Пока могу сказать в общем, что поездка оказалась очень удачной. Только одно серьезное заболевание – один студент ехал больной, и в Афинах у него оказался легкий тиф. Его поместили в офицерскую палату в русский госпиталь королевы, где за ним идеальный уход. Он вне опасности и поправляется. Остальные заболевания от злоупотребления виноградом – пустячные, у всех благополучно проходившие.

Далее, поездка оказалась дешевле, чем мы думали, не дороже 70, вероятно, 60 руб. с человека (Стоимость поездки обошлась, в конце концов, еще дешевле в 55 руб. с человека, включая сюда проезд из Москвы до Пирея и обратно, стол, помещение, все поездки в Греции на лошадях и по железной дороге, а также и общие расходы и взнос каждого экскурсанта на образование небольшого фонда в 500 руб. для будущих экскурсий Общества. Уменьшению личных расходов каждого экскурсанта способствовало приобретение около 300 костюмов, выписанных по заказу из Вены через фирму Мандль: эти тропические костюмы цвета faux khaki из очень прочной и немаркой материи составляли общую походную форму и обходились от 2 руб. 80 коп., тужурка и брюки, до 3 руб. 50 коп. пиджак, брюки и жилет. По ходатайству С. Н. они были освобождены от таможенного сбора.). Только нам она обойдется не дешево, благодаря представительству. Признаться, я всего ожидал, только не того, что мне придется занимать роль какого-то "представителя", получать почести, словом, быть официальной персоной с визитами, речами, тостами и т. д., меня даже сделали кавалером какого-то греческого ордена – первого в моей жизни. Это отнимало массу времени и надоедало мне пуще всего! Жара была очень сносная. Все-таки даже в Афинах "бриза" есть, а при нашей tournee, кроме Олимпии, совсем не было жарко."
◇ ◇ ◇ ◇ ◇ ◇ ◇
> Задания для выполнения
a: Перечислите все расходы, которые, согласно тексту о поездке в Грецию, вошли в итоговую стоимость 55 руб. с человека.
b: Объясните, опираясь на текст о поездке в Грецию, благодаря чему уменьшились личные расходы каждого экскурсанта.
c: Продолжите текст о поездке в Грецию сразу после его последней фразы.
Приведённые ниже записи к работе с текстом отношения не имеют.

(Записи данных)
◇ ◇ ◇ ◇ ◇ ◇ ◇
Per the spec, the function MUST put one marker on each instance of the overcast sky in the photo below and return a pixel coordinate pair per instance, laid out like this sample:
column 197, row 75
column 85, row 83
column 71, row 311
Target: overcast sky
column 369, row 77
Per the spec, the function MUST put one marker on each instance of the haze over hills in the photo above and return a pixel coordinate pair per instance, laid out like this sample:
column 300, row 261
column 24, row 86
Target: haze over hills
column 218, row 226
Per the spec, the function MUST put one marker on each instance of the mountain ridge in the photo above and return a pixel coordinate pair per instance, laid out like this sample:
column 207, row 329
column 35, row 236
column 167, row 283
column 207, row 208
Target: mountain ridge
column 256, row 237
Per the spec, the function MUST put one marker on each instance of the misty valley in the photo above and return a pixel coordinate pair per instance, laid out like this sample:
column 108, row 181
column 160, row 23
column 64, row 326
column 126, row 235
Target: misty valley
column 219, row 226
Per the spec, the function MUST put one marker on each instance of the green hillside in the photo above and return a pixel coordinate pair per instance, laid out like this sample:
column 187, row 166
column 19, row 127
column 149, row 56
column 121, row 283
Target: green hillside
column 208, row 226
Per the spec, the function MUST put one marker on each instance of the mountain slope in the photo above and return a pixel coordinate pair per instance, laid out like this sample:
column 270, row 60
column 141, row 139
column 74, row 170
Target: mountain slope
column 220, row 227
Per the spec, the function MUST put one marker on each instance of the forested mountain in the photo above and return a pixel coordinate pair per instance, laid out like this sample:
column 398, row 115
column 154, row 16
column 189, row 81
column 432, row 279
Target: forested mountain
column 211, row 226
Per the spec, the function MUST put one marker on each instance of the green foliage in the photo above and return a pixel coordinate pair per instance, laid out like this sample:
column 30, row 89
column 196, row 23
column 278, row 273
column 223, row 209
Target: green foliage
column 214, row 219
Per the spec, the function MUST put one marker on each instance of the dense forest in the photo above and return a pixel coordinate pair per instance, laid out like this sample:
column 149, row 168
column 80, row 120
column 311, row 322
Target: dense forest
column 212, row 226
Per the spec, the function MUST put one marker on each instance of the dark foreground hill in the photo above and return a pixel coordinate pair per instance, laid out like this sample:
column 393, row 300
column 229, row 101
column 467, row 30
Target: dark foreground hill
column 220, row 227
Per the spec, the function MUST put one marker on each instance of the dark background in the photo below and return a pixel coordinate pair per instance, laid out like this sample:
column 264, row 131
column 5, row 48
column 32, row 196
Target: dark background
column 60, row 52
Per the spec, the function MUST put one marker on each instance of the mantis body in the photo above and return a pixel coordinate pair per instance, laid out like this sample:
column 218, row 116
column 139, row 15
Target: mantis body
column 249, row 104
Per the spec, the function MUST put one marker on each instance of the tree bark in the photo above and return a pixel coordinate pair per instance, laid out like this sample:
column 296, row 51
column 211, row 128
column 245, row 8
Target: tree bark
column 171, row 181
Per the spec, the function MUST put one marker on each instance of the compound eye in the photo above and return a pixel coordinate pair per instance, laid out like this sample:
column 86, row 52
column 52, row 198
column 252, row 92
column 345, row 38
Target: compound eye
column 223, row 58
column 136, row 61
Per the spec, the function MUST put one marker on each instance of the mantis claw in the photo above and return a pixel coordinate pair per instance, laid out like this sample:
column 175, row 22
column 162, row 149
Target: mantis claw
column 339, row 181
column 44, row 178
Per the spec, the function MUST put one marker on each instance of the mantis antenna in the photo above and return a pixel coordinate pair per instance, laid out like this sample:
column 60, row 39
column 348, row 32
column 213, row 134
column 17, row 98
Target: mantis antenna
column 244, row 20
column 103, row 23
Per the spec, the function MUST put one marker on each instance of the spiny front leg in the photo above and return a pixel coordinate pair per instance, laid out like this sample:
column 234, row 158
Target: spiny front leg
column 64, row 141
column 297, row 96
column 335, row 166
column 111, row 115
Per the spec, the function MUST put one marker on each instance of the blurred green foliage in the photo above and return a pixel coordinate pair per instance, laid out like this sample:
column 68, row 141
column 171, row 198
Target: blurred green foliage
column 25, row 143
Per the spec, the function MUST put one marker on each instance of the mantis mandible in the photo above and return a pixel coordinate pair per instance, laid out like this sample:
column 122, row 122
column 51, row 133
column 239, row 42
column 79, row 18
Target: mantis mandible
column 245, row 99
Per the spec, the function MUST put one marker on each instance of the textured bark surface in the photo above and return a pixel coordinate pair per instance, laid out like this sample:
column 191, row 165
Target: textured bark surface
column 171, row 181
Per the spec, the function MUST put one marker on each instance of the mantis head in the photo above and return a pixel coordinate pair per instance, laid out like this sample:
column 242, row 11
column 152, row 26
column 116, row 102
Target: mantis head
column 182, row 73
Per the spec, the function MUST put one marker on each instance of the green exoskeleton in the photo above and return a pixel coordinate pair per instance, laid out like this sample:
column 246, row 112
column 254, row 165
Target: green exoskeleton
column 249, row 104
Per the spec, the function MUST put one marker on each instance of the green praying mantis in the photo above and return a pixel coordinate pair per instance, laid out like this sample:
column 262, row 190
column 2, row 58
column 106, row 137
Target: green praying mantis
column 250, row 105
◇ ◇ ◇ ◇ ◇ ◇ ◇
> Ответы к заданиям
a:
- проезд из Москвы до Пирея и обратно
- стол
- помещение
- все поездки в Греции на лошадях и по железной дороге
- общие расходы
- взнос каждого экскурсанта на образование небольшого фонда в 500 руб. для будущих экскурсий Общества

b: Личные расходы уменьшились благодаря приобретению около 300 тропических костюмов, выписанных по заказу из Вены через фирму Мандль. Они составляли общую походную форму и стоили от 2 руб. 80 коп. до 3 руб. 50 коп., а по ходатайству С. Н. были освобождены от таможенного сбора.

c:
{235} Подъезжая к Одессе, с парохода С. Н. писал 29 августа:

"Последние дни в Афинах прошли прекрасно: и обед, который давала в пятницу графиня Ина Капнист всем студентам, праздник в нашу честь на русском броненосце, в Фалере, от нашей эскадры; ночь на Акрополе при полной луне; обед у Смирнова, наконец, отъезд – все это вперемежку с купаньем, визитами, интервьерами. Мне жаль, что я не был простым участником экскурсии, (впрочем тогда я бы не поехал), потому что мне удалось видеть меньше, чем другим... Едем очень благодушно с удивительным комфортом – мне и здесь дали директорскую каюту.

Мне приходилось путешествовать не раз, но никогда не приходилось в такой степени, как в эту поездку, изо дня в день из часа в час поглощать в себе столько разнообразных впечатлений, столь быстро сменявшихся, жить исключительно восприятием".

Приложение 25.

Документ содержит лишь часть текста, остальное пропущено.